TASK GOAL = Pull out every line in the records below that contains the string "white", treating case as significant.

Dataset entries
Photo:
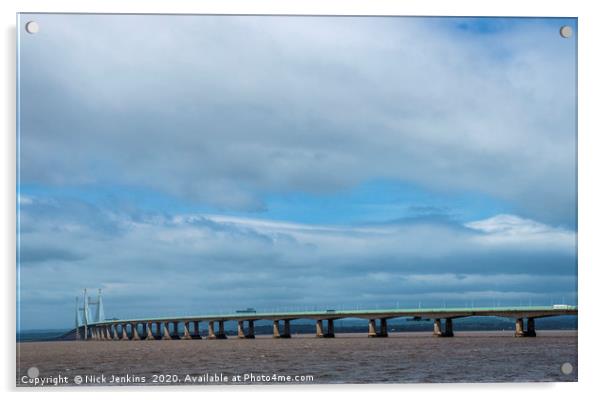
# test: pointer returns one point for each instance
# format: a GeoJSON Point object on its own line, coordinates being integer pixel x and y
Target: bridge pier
{"type": "Point", "coordinates": [166, 335]}
{"type": "Point", "coordinates": [250, 328]}
{"type": "Point", "coordinates": [124, 332]}
{"type": "Point", "coordinates": [531, 328]}
{"type": "Point", "coordinates": [437, 327]}
{"type": "Point", "coordinates": [175, 333]}
{"type": "Point", "coordinates": [519, 328]}
{"type": "Point", "coordinates": [287, 329]}
{"type": "Point", "coordinates": [134, 327]}
{"type": "Point", "coordinates": [221, 333]}
{"type": "Point", "coordinates": [286, 334]}
{"type": "Point", "coordinates": [149, 331]}
{"type": "Point", "coordinates": [195, 333]}
{"type": "Point", "coordinates": [372, 328]}
{"type": "Point", "coordinates": [186, 332]}
{"type": "Point", "coordinates": [449, 328]}
{"type": "Point", "coordinates": [211, 330]}
{"type": "Point", "coordinates": [320, 329]}
{"type": "Point", "coordinates": [384, 332]}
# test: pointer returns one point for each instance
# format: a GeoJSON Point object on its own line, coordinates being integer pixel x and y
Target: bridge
{"type": "Point", "coordinates": [168, 328]}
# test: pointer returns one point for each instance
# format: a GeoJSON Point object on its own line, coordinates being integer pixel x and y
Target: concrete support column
{"type": "Point", "coordinates": [134, 327]}
{"type": "Point", "coordinates": [166, 335]}
{"type": "Point", "coordinates": [221, 332]}
{"type": "Point", "coordinates": [251, 333]}
{"type": "Point", "coordinates": [149, 331]}
{"type": "Point", "coordinates": [330, 332]}
{"type": "Point", "coordinates": [519, 328]}
{"type": "Point", "coordinates": [195, 333]}
{"type": "Point", "coordinates": [530, 328]}
{"type": "Point", "coordinates": [241, 330]}
{"type": "Point", "coordinates": [124, 332]}
{"type": "Point", "coordinates": [175, 333]}
{"type": "Point", "coordinates": [449, 328]}
{"type": "Point", "coordinates": [319, 328]}
{"type": "Point", "coordinates": [372, 328]}
{"type": "Point", "coordinates": [186, 332]}
{"type": "Point", "coordinates": [383, 328]}
{"type": "Point", "coordinates": [287, 329]}
{"type": "Point", "coordinates": [211, 329]}
{"type": "Point", "coordinates": [437, 327]}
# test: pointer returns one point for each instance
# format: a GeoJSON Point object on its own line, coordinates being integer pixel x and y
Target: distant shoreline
{"type": "Point", "coordinates": [392, 334]}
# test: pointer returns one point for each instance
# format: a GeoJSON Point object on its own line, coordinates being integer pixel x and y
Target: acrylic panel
{"type": "Point", "coordinates": [220, 199]}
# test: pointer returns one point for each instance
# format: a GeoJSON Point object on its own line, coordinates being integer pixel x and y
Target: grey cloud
{"type": "Point", "coordinates": [186, 264]}
{"type": "Point", "coordinates": [220, 110]}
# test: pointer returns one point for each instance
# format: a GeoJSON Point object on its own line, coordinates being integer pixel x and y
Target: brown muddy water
{"type": "Point", "coordinates": [303, 359]}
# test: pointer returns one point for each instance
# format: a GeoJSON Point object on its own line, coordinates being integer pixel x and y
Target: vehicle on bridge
{"type": "Point", "coordinates": [246, 311]}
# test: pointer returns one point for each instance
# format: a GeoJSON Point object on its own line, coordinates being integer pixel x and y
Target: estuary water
{"type": "Point", "coordinates": [304, 359]}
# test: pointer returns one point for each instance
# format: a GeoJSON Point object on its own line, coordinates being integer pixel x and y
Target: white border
{"type": "Point", "coordinates": [590, 261]}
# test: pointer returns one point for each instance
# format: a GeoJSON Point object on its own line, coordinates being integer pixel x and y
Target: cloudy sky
{"type": "Point", "coordinates": [193, 164]}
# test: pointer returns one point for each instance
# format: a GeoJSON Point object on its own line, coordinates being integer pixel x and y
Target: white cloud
{"type": "Point", "coordinates": [220, 110]}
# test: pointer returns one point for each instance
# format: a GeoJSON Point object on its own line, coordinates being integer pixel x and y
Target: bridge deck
{"type": "Point", "coordinates": [510, 312]}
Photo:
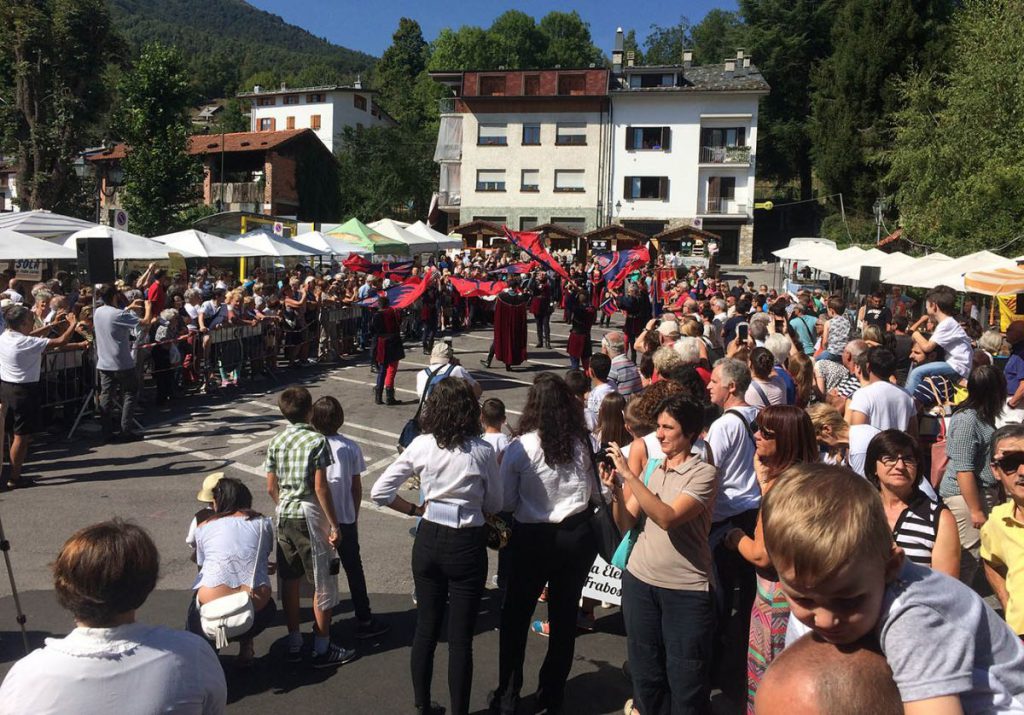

ANSWER FOR THE TASK =
Target: white border
Target: white cloud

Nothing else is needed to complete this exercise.